Copy out the items below word for word, starting at the beginning of the items and ending at the line that contains "[[[385,0],[307,0],[304,25],[328,20],[347,24],[386,14]]]", with both of those lines included. Leave the pictures out of your copy.

---

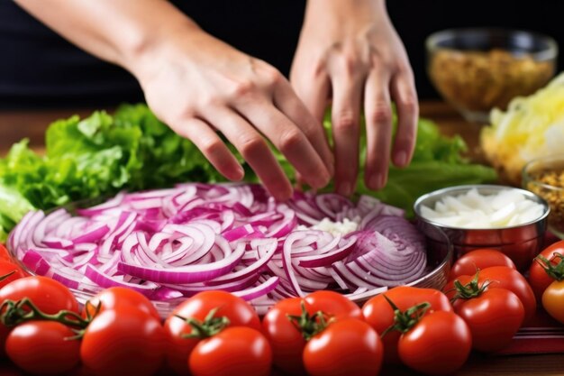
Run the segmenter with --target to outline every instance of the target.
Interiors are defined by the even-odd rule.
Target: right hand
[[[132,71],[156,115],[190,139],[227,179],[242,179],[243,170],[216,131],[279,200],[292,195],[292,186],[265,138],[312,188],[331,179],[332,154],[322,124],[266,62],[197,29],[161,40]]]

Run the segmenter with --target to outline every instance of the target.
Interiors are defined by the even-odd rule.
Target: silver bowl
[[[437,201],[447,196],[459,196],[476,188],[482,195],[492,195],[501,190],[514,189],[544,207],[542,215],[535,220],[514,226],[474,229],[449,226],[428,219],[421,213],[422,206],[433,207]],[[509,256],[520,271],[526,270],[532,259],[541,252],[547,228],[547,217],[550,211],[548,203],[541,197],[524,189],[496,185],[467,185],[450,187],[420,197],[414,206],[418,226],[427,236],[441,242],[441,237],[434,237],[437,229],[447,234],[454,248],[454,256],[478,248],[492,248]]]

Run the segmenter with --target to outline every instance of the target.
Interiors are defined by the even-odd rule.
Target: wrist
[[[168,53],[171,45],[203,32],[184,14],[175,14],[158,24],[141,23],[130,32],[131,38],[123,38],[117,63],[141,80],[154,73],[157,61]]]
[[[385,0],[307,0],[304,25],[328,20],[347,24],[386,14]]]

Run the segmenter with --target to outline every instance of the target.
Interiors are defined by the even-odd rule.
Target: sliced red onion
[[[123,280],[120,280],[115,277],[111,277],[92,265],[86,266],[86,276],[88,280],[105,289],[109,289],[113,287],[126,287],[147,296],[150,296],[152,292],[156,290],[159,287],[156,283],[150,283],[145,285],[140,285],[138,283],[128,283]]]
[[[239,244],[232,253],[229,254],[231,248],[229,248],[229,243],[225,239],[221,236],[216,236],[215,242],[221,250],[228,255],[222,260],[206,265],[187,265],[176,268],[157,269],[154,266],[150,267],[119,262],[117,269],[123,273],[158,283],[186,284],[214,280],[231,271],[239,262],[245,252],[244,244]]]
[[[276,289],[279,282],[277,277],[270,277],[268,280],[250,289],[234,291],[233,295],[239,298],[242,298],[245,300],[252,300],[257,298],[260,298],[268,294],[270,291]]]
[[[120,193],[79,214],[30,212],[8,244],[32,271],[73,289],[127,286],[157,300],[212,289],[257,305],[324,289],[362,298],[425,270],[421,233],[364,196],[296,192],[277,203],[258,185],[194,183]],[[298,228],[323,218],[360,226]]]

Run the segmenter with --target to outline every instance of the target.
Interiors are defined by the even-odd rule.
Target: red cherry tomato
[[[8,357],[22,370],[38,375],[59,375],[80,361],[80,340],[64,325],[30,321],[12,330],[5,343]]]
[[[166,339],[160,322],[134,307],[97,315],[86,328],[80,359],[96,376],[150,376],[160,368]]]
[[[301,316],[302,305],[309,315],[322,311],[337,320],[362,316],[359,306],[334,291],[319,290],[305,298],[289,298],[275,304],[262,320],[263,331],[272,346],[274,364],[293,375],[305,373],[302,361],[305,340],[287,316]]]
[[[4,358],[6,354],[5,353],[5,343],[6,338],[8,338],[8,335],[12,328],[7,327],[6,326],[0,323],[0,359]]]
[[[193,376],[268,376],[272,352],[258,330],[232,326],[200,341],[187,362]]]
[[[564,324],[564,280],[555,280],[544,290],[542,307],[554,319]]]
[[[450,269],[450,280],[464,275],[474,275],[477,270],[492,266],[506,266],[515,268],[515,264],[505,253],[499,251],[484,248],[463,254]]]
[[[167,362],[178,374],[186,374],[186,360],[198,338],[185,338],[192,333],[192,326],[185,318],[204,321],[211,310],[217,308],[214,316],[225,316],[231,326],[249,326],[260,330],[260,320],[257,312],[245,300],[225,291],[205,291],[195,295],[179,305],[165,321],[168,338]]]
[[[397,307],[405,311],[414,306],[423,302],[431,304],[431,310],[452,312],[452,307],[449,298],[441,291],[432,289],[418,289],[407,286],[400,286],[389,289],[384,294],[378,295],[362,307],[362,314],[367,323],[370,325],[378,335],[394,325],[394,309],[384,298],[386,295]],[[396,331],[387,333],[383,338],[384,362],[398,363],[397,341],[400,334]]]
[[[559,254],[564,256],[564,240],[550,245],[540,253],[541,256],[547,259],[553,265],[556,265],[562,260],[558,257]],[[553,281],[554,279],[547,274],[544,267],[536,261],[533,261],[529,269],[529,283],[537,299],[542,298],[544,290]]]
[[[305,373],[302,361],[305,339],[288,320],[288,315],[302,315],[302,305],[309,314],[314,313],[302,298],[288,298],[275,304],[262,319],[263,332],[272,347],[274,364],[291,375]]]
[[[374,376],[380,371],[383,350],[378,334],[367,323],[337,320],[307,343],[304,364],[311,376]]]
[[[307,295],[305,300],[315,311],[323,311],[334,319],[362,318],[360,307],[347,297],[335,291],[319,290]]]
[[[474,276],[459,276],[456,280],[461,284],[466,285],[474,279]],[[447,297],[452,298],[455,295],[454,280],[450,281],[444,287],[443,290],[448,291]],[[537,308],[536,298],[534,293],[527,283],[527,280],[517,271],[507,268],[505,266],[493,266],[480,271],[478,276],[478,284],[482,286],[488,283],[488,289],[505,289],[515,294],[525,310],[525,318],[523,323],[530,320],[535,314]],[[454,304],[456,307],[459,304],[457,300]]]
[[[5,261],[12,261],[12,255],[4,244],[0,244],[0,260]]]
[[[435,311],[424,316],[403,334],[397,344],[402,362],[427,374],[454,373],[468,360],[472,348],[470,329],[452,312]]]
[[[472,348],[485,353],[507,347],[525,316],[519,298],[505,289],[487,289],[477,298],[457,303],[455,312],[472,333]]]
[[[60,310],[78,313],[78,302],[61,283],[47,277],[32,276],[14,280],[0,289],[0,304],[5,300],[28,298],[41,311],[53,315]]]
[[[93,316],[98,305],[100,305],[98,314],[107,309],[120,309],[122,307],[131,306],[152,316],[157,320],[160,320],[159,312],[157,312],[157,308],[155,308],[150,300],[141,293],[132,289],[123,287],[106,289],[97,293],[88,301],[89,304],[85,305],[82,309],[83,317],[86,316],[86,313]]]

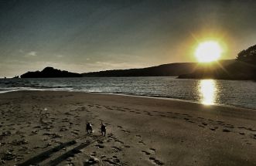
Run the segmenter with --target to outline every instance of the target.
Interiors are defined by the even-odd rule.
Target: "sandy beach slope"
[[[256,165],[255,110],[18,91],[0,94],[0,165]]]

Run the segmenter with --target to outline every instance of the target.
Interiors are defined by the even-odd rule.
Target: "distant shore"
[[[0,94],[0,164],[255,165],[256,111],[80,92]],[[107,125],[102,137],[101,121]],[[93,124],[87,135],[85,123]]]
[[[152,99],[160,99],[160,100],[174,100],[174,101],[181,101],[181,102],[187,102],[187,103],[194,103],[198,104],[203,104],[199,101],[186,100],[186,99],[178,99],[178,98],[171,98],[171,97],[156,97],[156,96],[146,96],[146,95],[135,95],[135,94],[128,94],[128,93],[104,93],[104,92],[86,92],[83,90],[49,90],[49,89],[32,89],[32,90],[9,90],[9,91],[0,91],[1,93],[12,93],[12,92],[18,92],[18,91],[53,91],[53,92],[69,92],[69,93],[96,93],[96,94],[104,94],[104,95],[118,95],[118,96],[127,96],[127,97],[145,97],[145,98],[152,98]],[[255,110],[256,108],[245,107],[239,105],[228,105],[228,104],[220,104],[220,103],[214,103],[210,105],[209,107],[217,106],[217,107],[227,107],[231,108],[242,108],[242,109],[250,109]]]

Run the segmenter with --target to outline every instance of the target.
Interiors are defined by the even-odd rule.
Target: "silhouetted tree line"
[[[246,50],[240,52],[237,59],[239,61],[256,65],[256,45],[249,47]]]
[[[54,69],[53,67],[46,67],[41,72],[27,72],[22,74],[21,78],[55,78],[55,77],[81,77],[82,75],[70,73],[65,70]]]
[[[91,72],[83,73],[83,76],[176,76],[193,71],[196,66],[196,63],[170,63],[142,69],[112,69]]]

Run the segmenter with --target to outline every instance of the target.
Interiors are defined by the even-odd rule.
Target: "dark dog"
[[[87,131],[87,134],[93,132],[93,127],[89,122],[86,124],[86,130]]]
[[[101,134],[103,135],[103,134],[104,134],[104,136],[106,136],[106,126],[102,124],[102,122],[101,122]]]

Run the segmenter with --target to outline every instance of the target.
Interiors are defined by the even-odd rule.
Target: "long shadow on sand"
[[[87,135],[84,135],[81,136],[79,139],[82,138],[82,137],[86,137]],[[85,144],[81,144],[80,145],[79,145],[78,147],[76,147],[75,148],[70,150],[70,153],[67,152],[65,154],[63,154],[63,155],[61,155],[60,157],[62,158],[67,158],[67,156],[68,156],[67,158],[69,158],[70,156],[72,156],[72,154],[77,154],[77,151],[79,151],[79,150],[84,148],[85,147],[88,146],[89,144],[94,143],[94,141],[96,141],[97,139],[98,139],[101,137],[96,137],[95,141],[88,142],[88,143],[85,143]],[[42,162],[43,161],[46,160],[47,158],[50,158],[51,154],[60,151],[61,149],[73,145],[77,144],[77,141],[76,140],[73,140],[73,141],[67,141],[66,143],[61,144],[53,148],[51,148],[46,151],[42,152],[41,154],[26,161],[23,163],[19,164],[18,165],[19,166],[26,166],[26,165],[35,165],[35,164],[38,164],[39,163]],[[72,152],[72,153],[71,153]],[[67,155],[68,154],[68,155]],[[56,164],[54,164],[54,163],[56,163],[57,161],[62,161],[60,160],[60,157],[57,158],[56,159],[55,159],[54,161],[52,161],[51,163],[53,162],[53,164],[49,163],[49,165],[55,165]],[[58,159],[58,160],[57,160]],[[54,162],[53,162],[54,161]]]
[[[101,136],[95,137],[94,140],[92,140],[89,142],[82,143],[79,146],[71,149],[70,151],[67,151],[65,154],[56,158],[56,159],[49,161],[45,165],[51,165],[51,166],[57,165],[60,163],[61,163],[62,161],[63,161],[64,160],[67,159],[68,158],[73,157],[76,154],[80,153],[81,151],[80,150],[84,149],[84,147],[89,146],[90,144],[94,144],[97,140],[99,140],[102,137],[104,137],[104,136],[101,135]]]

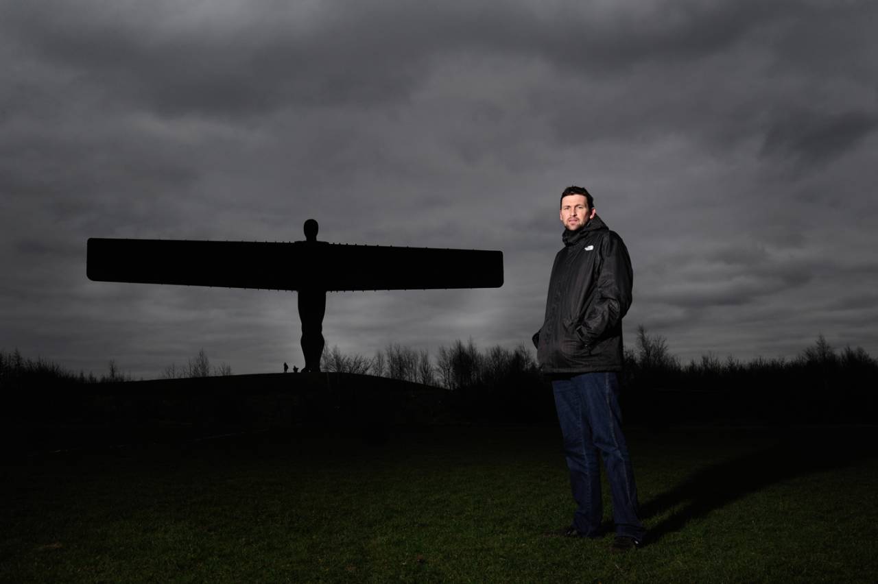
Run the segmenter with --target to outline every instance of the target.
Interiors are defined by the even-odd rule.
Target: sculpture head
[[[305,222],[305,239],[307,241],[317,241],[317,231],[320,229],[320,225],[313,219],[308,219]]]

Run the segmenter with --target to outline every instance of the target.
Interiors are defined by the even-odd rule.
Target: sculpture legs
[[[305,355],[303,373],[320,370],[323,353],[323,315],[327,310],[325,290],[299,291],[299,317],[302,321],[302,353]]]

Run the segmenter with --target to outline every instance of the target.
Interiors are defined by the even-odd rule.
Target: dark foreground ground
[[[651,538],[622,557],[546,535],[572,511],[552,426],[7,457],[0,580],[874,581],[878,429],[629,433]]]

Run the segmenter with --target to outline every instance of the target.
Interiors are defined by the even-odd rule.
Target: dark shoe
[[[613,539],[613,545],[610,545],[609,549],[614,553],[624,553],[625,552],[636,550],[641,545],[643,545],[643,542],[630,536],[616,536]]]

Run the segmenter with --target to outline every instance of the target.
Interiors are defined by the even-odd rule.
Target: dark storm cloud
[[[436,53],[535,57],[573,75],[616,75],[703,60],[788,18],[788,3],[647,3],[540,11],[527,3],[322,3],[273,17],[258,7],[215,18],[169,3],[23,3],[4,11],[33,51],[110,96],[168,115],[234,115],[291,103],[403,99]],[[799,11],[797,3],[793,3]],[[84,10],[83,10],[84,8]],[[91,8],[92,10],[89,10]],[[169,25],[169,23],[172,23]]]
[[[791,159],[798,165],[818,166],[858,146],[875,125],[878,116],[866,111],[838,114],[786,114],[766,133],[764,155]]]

---

## OUTPUT FOR THIS EXERCISE
Run the segmenter with --target to outline every instance of the target.
Interiors are defined by the even-odd rule.
Target: right hand
[[[132,71],[156,115],[190,139],[227,179],[242,179],[243,170],[216,131],[279,200],[292,195],[292,186],[265,138],[312,188],[331,179],[332,154],[322,124],[266,62],[197,29],[161,40]]]

Run the segmenter with --target to outline every instance of the target.
Interiors are defined by the even-odd rule.
Target: silver bowl
[[[437,201],[447,196],[459,196],[476,188],[482,195],[492,195],[501,190],[514,189],[544,207],[542,215],[535,220],[514,226],[474,229],[449,226],[428,219],[421,213],[422,206],[433,207]],[[509,256],[520,271],[526,270],[532,259],[541,252],[547,228],[547,217],[550,211],[548,203],[541,197],[524,189],[496,185],[467,185],[450,187],[420,197],[414,206],[418,226],[427,236],[441,242],[441,237],[434,237],[437,229],[447,234],[454,248],[454,256],[478,248],[492,248]]]

Run the segmenter with --target to outline every instance of the target.
Interiors are defined by the even-odd rule.
Target: wrist
[[[168,53],[171,45],[203,32],[184,14],[175,14],[158,24],[141,23],[130,32],[131,38],[123,38],[117,63],[141,80],[154,73],[157,61]]]
[[[385,0],[307,0],[304,25],[328,20],[347,24],[386,14]]]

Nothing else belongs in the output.